In the rows from the line with "Where in the photo below can the forearm" to the line with "Where in the photo above can the reflective", change "A point per instance" to "One point for each instance" and leave everything else as it is. Give back only those rows, without the picture.

* DATASET CONTENT *
· · ·

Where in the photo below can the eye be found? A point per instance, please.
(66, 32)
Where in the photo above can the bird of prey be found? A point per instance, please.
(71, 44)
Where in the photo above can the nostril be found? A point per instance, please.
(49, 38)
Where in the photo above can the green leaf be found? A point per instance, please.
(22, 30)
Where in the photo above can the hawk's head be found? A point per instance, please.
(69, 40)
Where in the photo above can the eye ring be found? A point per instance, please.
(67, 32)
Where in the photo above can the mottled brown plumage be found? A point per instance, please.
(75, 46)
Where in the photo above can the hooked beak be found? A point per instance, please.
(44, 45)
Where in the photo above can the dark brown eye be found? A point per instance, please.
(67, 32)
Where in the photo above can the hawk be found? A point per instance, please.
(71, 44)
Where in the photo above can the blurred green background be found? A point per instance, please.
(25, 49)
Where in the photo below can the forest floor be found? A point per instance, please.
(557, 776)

· · ·

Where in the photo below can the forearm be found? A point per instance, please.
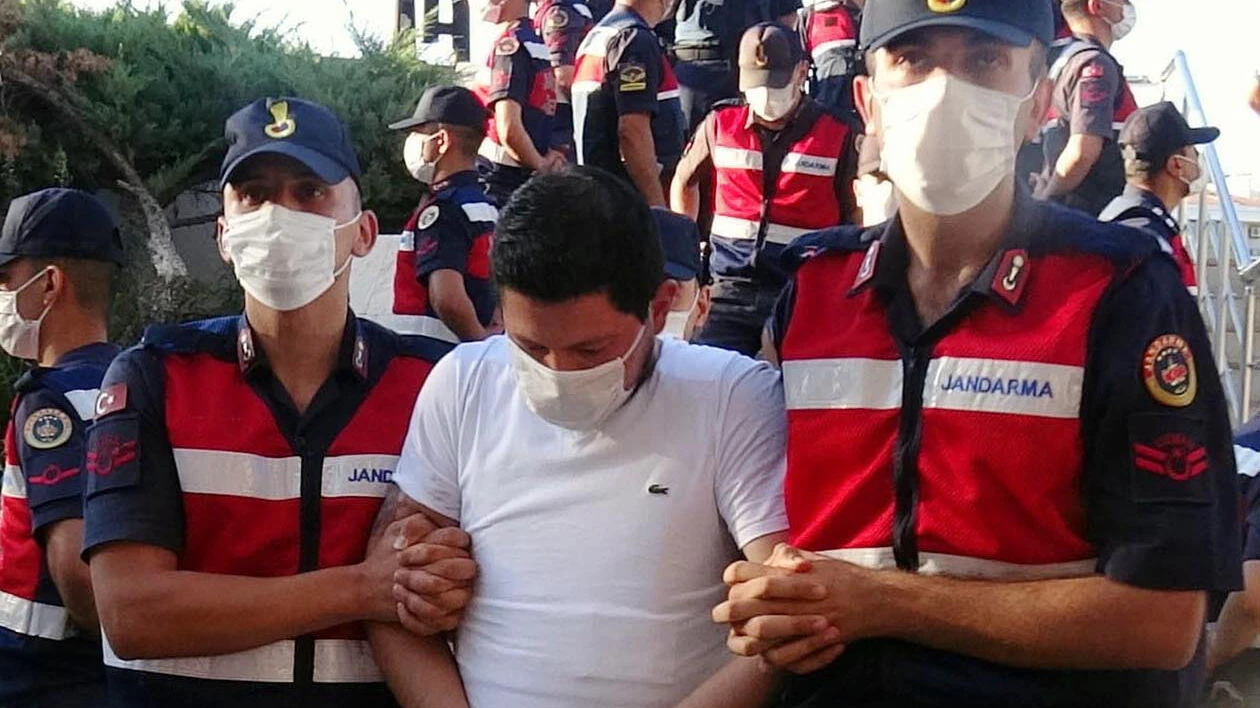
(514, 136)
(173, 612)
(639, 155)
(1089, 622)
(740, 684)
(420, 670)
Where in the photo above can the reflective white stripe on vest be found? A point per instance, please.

· · ·

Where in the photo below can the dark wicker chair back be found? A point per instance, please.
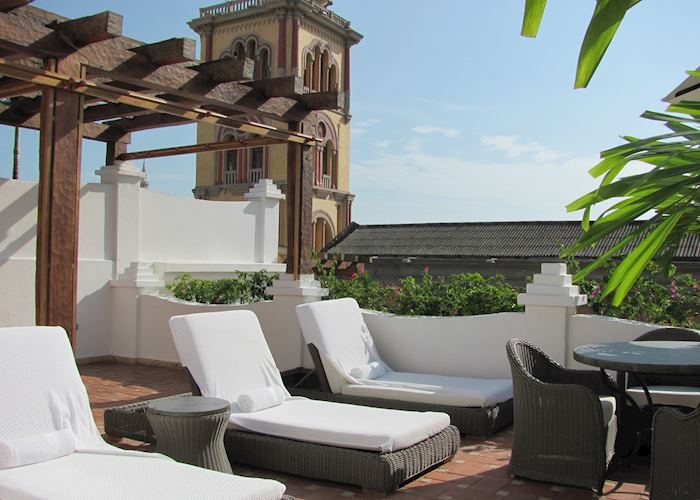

· · ·

* COMPLETED TASK *
Where in the photo below can the forearm be found? One point for each instance, please.
(514, 136)
(173, 612)
(639, 155)
(1089, 622)
(740, 684)
(420, 670)
Where in the photo above can the reflective white stripe on vest be found? One point for each instance, please.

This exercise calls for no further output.